== Short problem ==
Convert the entries below into a JSON list of strings, one string per line, skipping blank lines and leaving the pictures out.

Position annotation records:
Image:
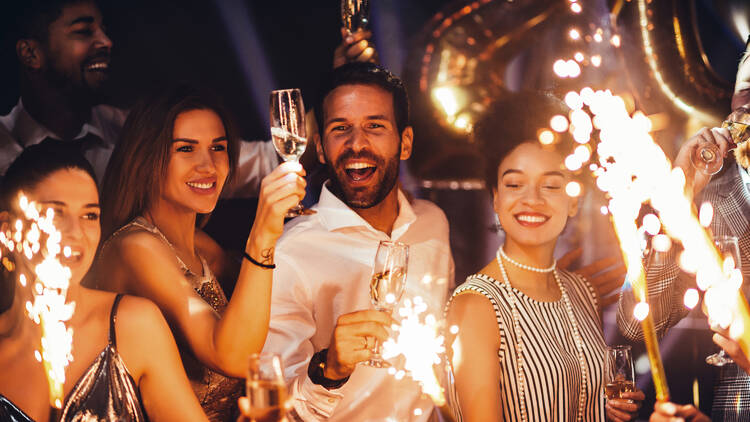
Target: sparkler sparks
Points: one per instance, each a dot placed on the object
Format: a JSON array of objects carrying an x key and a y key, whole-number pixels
[
  {"x": 422, "y": 346},
  {"x": 49, "y": 309}
]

== Response to the task ==
[
  "Image:",
  "Target: sparkler sparks",
  "Points: one per instance, each a dot placed on the object",
  "Format: a JSON array of objects carrying an x key and a y key, whole-number pixels",
  "[",
  "  {\"x\": 422, \"y\": 346},",
  "  {\"x\": 49, \"y\": 309}",
  "]"
]